# Task description:
Rewrite the rows below with "Response format" swapped for "Output format" everywhere it occurs, keeping everything else the same. Omit the pictures from your output.

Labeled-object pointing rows
-.-.-
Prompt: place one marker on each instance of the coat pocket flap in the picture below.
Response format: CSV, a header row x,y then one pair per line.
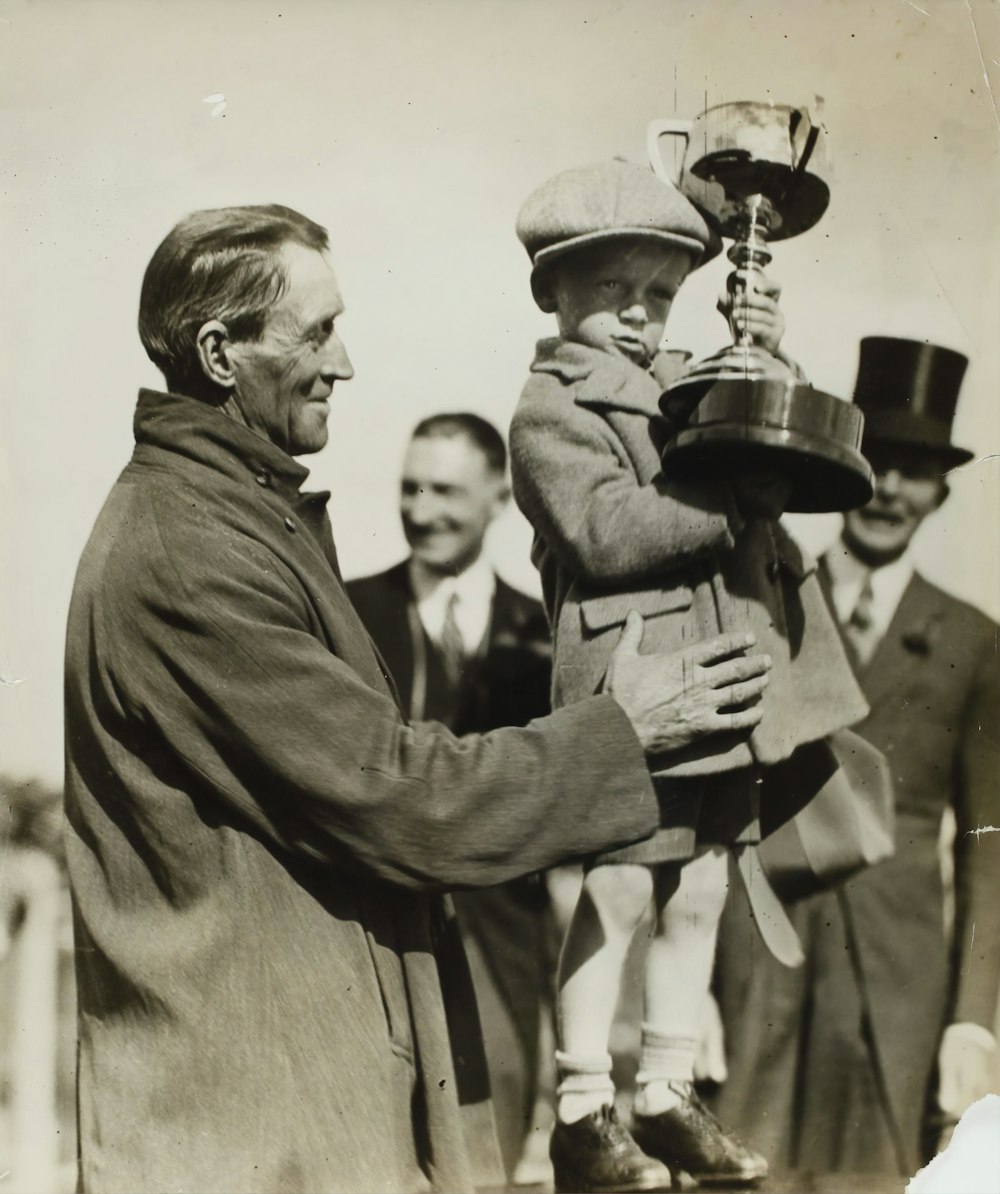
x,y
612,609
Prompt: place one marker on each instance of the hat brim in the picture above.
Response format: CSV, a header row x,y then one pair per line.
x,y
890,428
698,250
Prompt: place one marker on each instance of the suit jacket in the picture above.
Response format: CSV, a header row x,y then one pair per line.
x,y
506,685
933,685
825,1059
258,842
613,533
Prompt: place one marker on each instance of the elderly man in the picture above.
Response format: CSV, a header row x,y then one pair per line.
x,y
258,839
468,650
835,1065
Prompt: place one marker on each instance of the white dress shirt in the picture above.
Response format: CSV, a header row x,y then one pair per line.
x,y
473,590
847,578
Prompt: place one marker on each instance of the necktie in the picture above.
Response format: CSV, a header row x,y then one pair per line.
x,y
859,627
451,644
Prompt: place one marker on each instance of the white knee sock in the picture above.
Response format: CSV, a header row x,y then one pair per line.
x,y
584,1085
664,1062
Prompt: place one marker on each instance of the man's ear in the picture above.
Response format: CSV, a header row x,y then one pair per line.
-.-.-
# Answer to the problem:
Prompt: place one marker on each instance of the coat pocket flap in the picture below.
Output format: CSV, a header row x,y then one pair per line.
x,y
612,609
Prompt: place one marker on each instance of the hat brim in the picture above.
Output format: CSV, a header row x,y then one pair per line.
x,y
890,428
698,250
Prompt: place one marker on each instance of the suit jacket in the picture above.
Output format: CSV, a header row x,y then one pair per line.
x,y
506,685
933,685
825,1059
258,842
613,533
Prompt: place one marker on each instance of the elderly man in the picture above.
Output format: CSV, a header row x,y then one pair per line.
x,y
258,839
468,650
835,1065
Prompt: place one marker on each instance of the white dress shirt in the picture above.
Output format: CSV, a header row x,y then one pair per line.
x,y
473,590
847,578
Prompt: place one marker on each instance of the necktie in the picture above.
Output format: CSV, a header row x,y then one pair per line.
x,y
859,627
451,644
Prompt: place one marker on each instance of the white knee sock in the picture above.
Output format: CSV, a header row x,y then one pair per line.
x,y
584,1085
664,1062
Prompt: place one marker on each instance of the man's ear in the picture above.
Output format: CSV, a header row x,y then one pair per line.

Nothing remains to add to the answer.